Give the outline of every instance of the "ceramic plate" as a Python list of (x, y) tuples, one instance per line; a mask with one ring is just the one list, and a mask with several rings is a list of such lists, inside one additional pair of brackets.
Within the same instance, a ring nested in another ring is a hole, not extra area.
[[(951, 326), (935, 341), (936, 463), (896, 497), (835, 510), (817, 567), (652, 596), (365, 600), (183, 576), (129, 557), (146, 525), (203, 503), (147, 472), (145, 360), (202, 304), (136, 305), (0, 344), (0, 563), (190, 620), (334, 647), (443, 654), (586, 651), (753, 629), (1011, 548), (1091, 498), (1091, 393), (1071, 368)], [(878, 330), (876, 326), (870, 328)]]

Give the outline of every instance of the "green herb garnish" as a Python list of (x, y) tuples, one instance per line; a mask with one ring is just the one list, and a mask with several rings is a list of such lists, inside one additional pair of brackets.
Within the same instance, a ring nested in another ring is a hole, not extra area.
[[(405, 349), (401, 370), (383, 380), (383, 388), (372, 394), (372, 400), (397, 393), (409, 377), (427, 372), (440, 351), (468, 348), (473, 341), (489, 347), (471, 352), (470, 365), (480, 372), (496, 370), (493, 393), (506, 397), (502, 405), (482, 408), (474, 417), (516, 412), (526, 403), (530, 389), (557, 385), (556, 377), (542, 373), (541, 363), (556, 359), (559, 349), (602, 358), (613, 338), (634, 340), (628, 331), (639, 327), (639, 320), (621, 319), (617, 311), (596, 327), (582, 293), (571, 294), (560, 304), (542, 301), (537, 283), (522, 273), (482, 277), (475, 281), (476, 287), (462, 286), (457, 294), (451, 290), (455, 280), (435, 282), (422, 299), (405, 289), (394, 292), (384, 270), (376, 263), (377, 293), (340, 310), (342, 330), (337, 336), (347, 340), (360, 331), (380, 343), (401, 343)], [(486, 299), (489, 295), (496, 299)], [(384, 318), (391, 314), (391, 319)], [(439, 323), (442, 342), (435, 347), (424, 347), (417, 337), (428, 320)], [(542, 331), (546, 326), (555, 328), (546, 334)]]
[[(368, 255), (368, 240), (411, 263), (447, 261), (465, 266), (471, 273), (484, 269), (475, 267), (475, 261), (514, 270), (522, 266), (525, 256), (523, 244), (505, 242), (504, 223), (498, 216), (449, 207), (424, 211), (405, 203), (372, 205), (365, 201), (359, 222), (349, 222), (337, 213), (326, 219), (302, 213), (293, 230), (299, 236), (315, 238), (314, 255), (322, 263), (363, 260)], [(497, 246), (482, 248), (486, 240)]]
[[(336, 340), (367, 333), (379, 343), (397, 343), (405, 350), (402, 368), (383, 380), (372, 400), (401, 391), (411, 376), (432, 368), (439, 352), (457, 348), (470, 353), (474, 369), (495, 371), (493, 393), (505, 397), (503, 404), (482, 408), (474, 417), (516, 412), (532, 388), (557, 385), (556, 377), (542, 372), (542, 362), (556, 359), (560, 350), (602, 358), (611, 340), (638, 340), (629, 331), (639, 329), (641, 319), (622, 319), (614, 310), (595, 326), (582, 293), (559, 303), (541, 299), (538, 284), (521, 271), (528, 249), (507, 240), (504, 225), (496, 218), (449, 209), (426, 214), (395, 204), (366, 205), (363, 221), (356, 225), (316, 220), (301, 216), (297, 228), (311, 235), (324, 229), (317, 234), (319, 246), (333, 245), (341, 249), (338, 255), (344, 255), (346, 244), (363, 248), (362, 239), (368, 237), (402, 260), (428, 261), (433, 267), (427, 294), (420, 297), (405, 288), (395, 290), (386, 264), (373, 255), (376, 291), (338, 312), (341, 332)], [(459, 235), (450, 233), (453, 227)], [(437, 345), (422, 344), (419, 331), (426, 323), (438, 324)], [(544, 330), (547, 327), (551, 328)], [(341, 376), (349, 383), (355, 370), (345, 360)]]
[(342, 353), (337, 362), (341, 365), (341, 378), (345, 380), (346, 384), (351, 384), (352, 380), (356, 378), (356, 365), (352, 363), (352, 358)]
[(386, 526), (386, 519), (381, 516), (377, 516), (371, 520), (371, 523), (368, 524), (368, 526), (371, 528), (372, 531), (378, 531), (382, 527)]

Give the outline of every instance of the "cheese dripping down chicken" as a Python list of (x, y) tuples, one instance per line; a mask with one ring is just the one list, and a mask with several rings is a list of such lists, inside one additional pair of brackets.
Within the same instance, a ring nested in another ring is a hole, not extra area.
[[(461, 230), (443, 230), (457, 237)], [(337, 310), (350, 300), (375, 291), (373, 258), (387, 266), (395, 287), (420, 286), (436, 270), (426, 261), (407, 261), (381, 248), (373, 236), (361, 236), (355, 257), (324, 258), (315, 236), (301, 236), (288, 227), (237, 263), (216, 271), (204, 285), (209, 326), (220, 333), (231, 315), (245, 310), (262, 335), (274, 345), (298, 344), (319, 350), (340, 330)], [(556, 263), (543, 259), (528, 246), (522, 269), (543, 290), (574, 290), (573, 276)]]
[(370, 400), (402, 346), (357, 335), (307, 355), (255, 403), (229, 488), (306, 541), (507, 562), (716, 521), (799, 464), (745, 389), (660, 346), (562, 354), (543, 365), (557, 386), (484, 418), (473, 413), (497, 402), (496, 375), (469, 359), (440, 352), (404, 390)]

| Directions for this task |
Check each line of the material above for "outline" and say how many lines contain it, giving the number alone.

| Solution to the exercise |
3